**PASSAGE:**
==============================

[comp.unix.wizards] toasted root file system

mrd@sun.soe.clarkson.edu (Michael DeCorte) (10/07/89)

The discussion about 2 identical file names in the same directory
reminded me of a problem that I had (am having) with one of the sites
of mine.

I modemed in to the computer (SV.3, moto VME147) to update some
software.  In doing so I got a funny error message.  about the
password file.  I went hmmm.  cat /etc/passwd.  cat reports a stat
error.  (I haven't the faintest idea how I logged in) more hmmm's. ls
/etc- that works.  ls -l /etc 8-10 stat errors on lots of interesting
files.  a few more hmmm's.  df nope that reports all of of nice
errors.  ls -l /usr that works, other files systems seem ok.  root's
toasted.  I considered running fsck at this time but the computer 
must have perceived this and decided that it didn't want to be fsck'ed
so it crashed.  The system hasn't booted since.  My guess is that
a bunch of inodes got munged.

I assume someone flipped power at some time just because well.... its
just like a PC right?  

Now if the system had bothered to stay up for a little longer and I
was a proper wizard I could have run fsdb on it but to do that I would
have to unmount / wouldn't I?  otherwise wouldn't going init 6 sort of
ruin my work?  Same goes for all the other interesting ways that I can
think of to fix this.  (something tells me that running fsck would
have made the disks normal but without enough stuff to boot)

So what do you do if you mangle root?

==============================

**DATA LINES:**
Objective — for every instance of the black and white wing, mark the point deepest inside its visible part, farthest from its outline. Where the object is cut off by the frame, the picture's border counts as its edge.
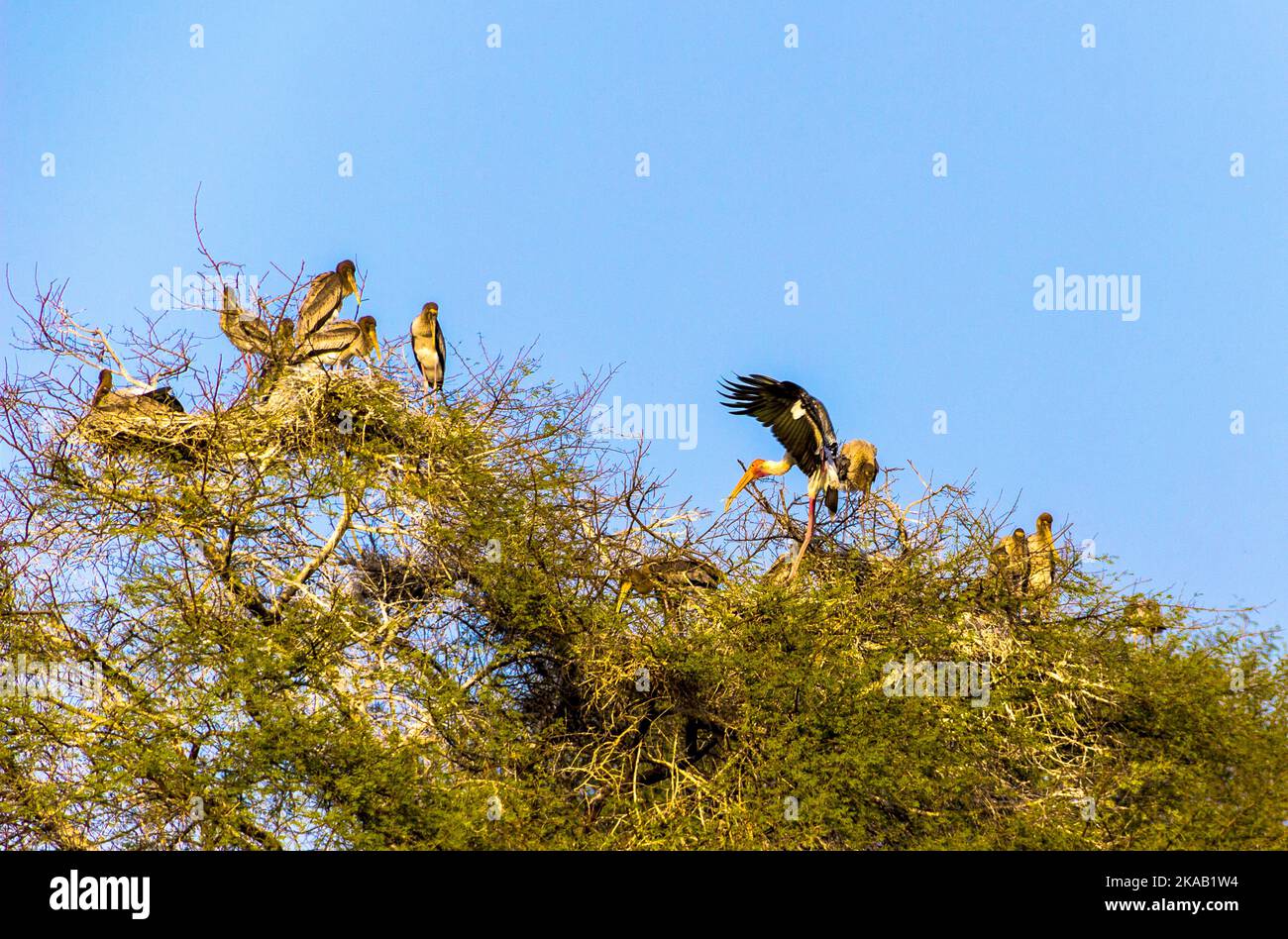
(798, 419)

==============================

**PROBLEM STATEMENT:** Decide whether each statement agrees with the post about the toasted root file system. Answer yes or no, and quote the words from the post that decide it. (a) The writer ran fsck on the machine before it crashed. (b) Running ls -l on /usr worked. (c) The system has booted since the crash.

**RESPONSE:**
(a) No: "I considered running fsck at this time but the computer must have perceived this and decided that it didn't want to be fsck'ed so it crashed."
(b) Yes: "ls -l /usr that works"
(c) No: "The system hasn't booted since."